Skip to main content

Fair Living Wages in the Garment Sector: The Case of Bangladesh

Posted on April 24, 2017

Roxana Dobre
Roxana Dobre
Associate Director, Consumer Goods Research

Today marks the fourth anniversary of the deadliest accident in the garment industry. On 24 April 2013, the collapse of the Rana Plaza Building in Savar, Dhaka, Bangladesh resulted in the death of 1,200 workers and left several thousand injured. The tragedy was linked primarily to poor health and safety practices, but it also highlighted the intense wage pressure in Bangladesh’s garment industry. This issue is becoming more pressing with disputes over minimum wages having resulted in massive social unrest in December 2016 and January 2017.

Apparel companies rely on a business model that thrived on the premise of low labor costs, but this model might be reaching its limit. Growing scrutiny of companies’ supply chains, an increased focus on reputational risk management and local unrest are factors that are challenging companies to reconsider the benefits and sustainability of paying very low wages. Shifting garment production to countries with even lower wages, like Myanmar, might be a short-term solution as similar issues are bound to emerge.

The concept of paying a ”fair living wage” has been put forward as a way of tackling this issue. Such a weekly wage would cover a person’s basic needs in terms of food, accommodation, health care, clothing, transportation, education and savings. Through this approach, apparel companies can improve workers’ lives, strengthen their supply chains and contribute to the stability of the countries they source from. Fair living wages are also aligned to several of the United Nation’s Sustainable Development Goals (SDG). The encouraging results of some industry leaders’ initiatives demonstrate the feasibility and the potential associated with a wider adoption of this practice.

=== WHAT IS BEING ASKED ===
Reproduce the post on fair living wages in Bangladesh's garment sector, everything from "Posted on April" down to "and January 2017.", swapping "garment industry" for "apparel industry". The rows have no connection to the post above.

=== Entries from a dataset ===
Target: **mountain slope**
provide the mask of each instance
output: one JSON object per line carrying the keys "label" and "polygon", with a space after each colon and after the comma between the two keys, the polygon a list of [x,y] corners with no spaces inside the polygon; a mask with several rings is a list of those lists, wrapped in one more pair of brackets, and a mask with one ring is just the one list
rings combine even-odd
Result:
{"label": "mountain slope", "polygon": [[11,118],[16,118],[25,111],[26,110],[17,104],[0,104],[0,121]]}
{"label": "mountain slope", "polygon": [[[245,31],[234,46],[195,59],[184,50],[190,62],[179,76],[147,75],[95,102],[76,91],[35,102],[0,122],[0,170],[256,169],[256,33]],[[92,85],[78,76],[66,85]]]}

=== SOLUTION TO THIS EXERCISE ===
Posted on April 24, 2017

Roxana Dobre
Roxana Dobre
Associate Director, Consumer Goods Research

Today marks the fourth anniversary of the deadliest accident in the apparel industry. On 24 April 2013, the collapse of the Rana Plaza Building in Savar, Dhaka, Bangladesh resulted in the death of 1,200 workers and left several thousand injured. The tragedy was linked primarily to poor health and safety practices, but it also highlighted the intense wage pressure in Bangladesh’s apparel industry. This issue is becoming more pressing with disputes over minimum wages having resulted in massive social unrest in December 2016 and January 2017.